Task to carry out: Rewrite every line of the records below, requests included, and shift each point coordinate in the answers by adding 132 to both numbers. Leave the pictures out of your answer.

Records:

--------

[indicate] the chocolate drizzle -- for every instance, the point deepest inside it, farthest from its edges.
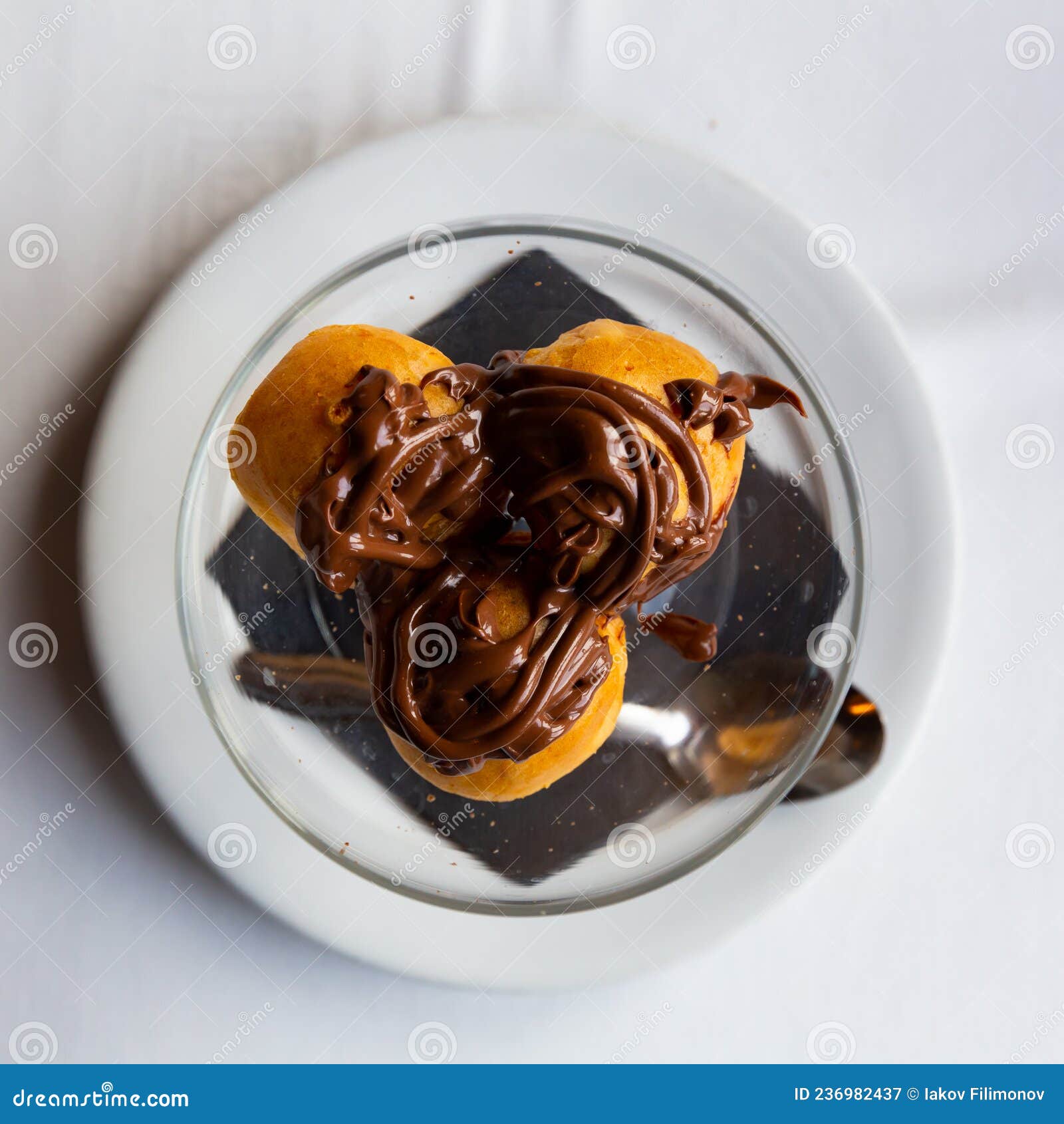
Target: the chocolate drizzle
(485, 640)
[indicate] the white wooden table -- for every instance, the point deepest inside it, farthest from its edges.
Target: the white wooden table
(933, 133)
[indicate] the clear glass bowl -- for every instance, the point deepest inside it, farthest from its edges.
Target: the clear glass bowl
(698, 757)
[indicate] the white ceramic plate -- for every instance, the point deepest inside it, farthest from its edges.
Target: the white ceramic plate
(197, 335)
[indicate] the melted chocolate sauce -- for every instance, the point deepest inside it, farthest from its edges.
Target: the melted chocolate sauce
(483, 641)
(694, 640)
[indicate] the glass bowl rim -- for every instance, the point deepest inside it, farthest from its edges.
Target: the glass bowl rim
(815, 398)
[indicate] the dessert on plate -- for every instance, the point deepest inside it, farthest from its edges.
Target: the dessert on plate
(495, 522)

--------

Task response:
[indicate] the chocolate drizzle -- for every instance, the point deepest inside it, farthest from its edges.
Target: the chocolate drizzle
(617, 772)
[indicate] the white wooden table -- for every instance, the point deepest inside it, farthest from its edges.
Target: the white wooden table
(1065, 265)
[indicate] the clear glass bowl -- for every instance, the point deepest inside it, farthest from its edges.
Target: the clear glass bowl
(830, 889)
[indicate] the white ceramic plate -- for every instance, the point deepest inside it, farthest from its edges.
Target: the white ceramic plate
(329, 467)
[indicate] the melted chocolate sauce -- for every instance, the point deepest inside it, farthest from its edges.
Target: the melted chocolate sauce
(615, 773)
(826, 772)
[indicate] the glass bowl rim -- for every instance, the point deepest inside it, farthest from its edges.
Target: the glass bowl rim
(947, 530)
[indicate] the dessert on plate -- for every instance, the point deepest inside it, farthest from its edges.
Target: the dessert on plate
(627, 654)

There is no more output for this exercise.